◆ DATA IN THIS EXERCISE:
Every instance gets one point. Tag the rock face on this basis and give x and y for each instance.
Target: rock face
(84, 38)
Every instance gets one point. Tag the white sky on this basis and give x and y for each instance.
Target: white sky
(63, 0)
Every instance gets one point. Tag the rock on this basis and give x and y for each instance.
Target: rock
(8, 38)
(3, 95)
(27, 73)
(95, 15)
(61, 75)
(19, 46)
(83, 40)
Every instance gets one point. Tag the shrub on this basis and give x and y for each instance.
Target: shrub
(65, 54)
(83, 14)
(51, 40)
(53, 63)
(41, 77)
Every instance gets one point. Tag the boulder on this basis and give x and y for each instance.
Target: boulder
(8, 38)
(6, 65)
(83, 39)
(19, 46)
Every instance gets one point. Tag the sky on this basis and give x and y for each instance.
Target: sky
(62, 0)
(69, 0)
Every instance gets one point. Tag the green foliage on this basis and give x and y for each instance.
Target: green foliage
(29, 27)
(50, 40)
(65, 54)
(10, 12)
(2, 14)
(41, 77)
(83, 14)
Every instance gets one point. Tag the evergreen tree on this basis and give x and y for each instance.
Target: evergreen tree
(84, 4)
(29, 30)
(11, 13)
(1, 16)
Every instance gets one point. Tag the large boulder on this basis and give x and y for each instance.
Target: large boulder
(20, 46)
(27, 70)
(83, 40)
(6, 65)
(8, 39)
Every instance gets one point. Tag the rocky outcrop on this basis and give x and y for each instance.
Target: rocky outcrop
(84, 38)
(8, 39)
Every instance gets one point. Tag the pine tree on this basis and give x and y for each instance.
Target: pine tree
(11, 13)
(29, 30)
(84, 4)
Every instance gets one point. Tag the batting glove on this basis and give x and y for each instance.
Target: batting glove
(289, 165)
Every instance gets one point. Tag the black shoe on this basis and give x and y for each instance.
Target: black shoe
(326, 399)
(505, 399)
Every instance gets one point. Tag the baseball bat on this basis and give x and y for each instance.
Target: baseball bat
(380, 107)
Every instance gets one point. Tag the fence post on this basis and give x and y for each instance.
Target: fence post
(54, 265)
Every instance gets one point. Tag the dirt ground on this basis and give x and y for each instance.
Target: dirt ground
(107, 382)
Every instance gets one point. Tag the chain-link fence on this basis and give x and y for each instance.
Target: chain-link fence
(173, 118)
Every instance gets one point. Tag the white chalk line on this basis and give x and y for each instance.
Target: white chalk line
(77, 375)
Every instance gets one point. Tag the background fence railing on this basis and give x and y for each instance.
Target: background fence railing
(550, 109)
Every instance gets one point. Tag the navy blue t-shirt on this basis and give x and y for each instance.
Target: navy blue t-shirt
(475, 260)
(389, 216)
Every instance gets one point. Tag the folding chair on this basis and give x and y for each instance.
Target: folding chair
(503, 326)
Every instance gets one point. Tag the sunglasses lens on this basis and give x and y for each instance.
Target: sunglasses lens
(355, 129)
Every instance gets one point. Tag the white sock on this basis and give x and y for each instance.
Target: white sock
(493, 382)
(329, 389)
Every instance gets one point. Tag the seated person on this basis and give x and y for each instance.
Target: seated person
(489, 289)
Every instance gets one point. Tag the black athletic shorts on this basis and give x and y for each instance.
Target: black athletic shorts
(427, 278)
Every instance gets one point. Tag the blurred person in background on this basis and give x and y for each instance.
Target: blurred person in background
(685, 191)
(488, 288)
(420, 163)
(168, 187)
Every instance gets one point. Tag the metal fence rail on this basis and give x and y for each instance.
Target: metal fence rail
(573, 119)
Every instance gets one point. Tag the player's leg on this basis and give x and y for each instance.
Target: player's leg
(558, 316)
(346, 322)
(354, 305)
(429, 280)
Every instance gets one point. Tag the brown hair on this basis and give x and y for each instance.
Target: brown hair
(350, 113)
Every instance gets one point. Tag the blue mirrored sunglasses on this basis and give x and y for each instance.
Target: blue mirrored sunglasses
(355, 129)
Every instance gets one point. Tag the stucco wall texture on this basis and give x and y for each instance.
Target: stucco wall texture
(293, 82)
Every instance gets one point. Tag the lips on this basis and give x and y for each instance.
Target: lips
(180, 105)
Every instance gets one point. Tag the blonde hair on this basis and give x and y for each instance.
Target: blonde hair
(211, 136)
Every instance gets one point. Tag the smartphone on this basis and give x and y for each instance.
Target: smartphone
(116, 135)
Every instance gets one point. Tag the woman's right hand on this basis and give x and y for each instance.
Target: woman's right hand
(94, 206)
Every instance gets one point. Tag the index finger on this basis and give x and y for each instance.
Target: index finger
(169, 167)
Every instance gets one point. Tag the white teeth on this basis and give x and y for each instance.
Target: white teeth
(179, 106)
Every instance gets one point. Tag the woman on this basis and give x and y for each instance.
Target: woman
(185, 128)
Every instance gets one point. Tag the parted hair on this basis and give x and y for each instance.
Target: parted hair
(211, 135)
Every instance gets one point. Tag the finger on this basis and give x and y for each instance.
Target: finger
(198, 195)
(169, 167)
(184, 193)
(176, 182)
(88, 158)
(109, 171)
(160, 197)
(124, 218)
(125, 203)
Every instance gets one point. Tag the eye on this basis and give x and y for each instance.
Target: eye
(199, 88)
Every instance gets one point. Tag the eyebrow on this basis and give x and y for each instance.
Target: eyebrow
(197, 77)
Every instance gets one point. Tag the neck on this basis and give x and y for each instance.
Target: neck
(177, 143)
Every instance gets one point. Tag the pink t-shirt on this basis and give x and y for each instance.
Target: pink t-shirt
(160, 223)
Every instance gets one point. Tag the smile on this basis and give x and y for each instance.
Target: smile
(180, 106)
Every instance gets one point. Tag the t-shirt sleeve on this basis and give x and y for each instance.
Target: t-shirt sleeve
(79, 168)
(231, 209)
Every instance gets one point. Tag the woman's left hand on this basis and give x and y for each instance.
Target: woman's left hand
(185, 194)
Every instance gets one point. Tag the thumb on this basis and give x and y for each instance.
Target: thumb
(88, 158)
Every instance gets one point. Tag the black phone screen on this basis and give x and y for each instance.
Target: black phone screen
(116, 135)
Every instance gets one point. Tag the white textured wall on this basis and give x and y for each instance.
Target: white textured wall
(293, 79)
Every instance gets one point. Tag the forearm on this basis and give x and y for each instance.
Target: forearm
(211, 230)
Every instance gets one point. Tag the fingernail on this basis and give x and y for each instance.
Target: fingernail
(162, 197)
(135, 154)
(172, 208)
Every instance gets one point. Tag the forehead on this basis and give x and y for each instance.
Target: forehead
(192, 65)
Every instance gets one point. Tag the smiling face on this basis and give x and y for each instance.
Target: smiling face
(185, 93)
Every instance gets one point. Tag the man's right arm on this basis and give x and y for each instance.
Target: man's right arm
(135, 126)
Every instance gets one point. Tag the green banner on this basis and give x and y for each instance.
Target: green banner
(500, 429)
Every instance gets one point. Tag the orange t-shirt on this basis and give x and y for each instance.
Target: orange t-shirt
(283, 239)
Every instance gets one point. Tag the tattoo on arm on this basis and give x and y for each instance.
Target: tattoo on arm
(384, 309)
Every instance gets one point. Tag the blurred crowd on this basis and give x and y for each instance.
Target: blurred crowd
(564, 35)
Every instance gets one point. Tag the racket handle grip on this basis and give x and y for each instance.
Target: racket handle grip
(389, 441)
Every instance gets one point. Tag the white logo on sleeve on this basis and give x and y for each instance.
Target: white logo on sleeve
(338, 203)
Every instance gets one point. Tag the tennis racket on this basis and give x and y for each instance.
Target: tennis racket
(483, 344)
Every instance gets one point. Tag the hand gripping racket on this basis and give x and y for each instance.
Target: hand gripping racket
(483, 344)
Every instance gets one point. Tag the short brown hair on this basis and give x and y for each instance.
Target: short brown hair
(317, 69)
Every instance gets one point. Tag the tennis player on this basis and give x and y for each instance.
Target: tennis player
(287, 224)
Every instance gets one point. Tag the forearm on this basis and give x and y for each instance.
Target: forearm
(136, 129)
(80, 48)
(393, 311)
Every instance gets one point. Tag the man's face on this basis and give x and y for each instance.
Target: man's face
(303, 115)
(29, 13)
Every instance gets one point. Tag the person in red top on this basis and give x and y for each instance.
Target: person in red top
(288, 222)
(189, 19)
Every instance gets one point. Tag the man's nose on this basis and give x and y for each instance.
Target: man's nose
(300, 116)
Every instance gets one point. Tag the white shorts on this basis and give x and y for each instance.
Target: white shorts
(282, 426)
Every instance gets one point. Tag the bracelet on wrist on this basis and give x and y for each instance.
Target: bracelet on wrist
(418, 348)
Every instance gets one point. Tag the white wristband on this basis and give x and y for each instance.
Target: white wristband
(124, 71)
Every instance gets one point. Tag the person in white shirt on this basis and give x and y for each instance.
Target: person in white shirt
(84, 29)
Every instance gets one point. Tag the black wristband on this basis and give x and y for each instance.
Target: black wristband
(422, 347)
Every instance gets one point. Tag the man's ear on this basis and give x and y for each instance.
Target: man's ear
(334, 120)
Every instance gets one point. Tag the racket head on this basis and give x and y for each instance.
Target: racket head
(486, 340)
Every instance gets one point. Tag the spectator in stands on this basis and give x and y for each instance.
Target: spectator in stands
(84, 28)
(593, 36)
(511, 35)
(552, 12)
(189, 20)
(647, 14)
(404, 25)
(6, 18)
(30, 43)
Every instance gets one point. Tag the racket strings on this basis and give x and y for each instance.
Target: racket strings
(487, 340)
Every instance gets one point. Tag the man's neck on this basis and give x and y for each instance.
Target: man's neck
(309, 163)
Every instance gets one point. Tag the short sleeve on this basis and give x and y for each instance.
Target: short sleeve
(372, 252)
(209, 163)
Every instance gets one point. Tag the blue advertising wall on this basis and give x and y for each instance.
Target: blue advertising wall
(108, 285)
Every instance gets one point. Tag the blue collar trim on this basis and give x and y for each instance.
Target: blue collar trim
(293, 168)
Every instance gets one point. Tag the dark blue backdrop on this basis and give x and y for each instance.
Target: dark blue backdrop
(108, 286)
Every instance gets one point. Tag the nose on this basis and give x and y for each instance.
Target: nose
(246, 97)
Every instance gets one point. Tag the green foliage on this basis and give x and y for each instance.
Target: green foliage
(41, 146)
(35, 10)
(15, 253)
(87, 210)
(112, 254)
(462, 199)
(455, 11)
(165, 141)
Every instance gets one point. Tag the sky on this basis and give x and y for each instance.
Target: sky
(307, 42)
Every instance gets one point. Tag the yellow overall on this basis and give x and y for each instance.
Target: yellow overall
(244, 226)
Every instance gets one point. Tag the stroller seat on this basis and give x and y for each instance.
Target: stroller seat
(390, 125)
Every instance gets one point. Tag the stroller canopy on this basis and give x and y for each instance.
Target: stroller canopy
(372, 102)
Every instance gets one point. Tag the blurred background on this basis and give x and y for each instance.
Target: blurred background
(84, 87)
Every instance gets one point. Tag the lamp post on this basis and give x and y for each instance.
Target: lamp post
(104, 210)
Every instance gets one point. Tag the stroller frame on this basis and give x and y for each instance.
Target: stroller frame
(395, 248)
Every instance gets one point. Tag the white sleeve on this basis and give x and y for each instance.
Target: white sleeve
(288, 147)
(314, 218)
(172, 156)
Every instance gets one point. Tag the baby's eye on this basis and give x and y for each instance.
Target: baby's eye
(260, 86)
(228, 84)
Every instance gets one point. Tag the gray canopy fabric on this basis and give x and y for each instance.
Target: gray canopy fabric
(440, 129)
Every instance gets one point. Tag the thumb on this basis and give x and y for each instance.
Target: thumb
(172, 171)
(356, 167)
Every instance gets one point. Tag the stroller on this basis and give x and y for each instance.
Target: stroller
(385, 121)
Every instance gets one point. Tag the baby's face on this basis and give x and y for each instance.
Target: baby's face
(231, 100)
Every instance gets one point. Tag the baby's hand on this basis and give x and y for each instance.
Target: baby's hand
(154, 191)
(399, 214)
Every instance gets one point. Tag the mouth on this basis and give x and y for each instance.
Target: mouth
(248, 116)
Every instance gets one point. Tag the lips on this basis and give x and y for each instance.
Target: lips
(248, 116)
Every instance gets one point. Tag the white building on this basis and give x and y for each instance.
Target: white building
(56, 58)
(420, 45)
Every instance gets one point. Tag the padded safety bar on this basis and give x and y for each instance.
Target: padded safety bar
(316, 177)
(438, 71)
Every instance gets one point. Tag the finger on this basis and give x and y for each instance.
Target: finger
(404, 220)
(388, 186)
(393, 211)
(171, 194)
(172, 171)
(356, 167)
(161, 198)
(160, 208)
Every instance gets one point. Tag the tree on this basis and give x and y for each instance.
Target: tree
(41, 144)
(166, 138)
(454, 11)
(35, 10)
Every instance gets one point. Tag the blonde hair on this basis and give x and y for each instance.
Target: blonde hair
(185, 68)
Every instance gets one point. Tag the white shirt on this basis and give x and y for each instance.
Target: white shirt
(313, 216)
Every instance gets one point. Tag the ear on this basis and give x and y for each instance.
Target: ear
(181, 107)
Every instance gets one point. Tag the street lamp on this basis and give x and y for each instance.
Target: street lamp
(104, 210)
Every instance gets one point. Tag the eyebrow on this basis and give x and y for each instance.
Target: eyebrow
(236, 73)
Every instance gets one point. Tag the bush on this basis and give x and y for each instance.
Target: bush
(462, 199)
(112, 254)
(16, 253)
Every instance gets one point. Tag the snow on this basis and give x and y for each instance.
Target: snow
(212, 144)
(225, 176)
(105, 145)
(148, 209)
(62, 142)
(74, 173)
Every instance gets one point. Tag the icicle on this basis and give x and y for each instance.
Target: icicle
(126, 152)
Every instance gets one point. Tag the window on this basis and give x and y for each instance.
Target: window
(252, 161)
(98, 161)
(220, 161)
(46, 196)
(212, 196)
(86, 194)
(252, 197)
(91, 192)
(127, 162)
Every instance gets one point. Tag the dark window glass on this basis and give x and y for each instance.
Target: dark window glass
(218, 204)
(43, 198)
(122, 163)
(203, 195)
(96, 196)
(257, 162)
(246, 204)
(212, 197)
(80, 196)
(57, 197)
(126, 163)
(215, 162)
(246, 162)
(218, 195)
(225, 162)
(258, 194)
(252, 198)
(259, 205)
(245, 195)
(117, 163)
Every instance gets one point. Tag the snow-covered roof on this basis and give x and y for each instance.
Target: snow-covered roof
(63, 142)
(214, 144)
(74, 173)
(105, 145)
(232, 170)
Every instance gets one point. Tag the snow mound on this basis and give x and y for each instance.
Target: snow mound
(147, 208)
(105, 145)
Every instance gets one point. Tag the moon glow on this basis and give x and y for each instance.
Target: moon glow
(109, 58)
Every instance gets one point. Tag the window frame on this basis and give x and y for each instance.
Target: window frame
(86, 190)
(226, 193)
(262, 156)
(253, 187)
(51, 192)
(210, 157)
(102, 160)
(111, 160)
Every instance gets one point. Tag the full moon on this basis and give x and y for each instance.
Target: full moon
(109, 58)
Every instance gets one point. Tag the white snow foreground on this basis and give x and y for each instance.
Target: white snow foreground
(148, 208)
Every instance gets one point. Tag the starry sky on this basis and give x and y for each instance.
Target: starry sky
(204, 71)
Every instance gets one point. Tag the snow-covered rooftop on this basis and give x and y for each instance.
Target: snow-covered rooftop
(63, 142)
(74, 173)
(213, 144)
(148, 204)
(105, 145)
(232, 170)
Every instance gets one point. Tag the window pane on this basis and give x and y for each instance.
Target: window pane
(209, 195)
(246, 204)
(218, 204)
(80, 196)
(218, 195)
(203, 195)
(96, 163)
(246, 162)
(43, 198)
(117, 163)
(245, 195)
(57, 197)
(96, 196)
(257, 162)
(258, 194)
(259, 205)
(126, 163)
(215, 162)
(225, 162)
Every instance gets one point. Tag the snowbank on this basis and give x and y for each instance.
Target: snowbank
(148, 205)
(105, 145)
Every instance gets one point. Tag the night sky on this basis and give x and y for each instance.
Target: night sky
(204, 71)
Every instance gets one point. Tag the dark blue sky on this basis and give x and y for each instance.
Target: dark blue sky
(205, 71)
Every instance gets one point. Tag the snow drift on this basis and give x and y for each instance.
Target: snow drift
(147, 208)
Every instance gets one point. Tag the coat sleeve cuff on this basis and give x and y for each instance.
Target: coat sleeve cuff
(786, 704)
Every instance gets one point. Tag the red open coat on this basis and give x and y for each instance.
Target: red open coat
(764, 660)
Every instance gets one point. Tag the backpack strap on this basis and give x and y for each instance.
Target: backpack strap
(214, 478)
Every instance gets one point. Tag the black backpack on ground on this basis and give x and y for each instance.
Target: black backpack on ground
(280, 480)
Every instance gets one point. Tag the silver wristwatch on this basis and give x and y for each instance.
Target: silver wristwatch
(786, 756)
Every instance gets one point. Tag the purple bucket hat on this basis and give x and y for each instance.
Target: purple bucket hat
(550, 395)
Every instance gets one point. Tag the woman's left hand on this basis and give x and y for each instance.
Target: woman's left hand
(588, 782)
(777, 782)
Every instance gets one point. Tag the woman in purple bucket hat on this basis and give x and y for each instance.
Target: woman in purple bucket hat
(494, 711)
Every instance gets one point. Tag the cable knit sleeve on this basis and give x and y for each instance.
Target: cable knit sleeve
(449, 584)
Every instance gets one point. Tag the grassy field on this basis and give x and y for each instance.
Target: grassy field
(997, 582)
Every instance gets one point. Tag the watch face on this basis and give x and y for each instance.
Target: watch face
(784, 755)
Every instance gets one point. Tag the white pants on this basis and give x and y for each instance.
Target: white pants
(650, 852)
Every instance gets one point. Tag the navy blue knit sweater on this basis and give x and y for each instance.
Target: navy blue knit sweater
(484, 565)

◆ AIM OF THE TASK:
Please write out only the lines from the one containing "Every instance gets one point. Tag the snow drift" to the end of the records above, exactly, both ends included.

◆ RESPONSE TO THE EXERCISE:
Every instance gets one point. Tag the snow drift on this basis and give x and y for each instance.
Target: snow drift
(147, 208)
Every instance gets one point. Tag the coat sleeve cuff on this basis and give x and y for each instance.
Target: coat sleeve cuff
(786, 704)
Every instance gets one point. Tag the red open coat on this basis and give x and y for each instance.
Target: red open coat
(764, 660)
Every instance gets one point. Tag the backpack strap on this basis and give x and y for each instance.
Target: backpack strap
(214, 478)
Every instance gets one point. Tag the black backpack on ground on this basis and give x and y for each instance.
Target: black backpack on ground
(280, 480)
Every instance gets one point. Tag the silver wristwatch on this basis and give x and y for each instance.
Target: silver wristwatch
(786, 756)
Every instance gets one point. Tag the purple bucket hat on this basis and give x and y for each instance.
Target: purple bucket hat
(550, 395)
Every instance gets one point. Tag the woman's left hand on this basis and give x and y for each instance.
Target: woman's left hand
(588, 782)
(777, 782)
Every instance gets one point. Tag the woman in purple bucket hat on this basis and give x and y for each instance.
Target: woman in purple bucket hat
(494, 711)
Every instance gets one point. Tag the cable knit sleeve on this basis and give x and y for each instance.
Target: cable knit sleeve
(449, 584)
Every instance gets one point. Tag the grassy field on this basis and give x and y for each instance.
Target: grassy field
(997, 582)
Every instance gets one point. Tag the watch face on this basis and give x and y for each instance.
Target: watch face
(784, 755)
Every instance gets one point. Tag the white pants on this basis and give x and y for each instance.
Target: white pants
(650, 852)
Every instance gets one point. Tag the navy blue knit sweater on this basis and give x and y for each instance.
Target: navy blue knit sweater
(484, 565)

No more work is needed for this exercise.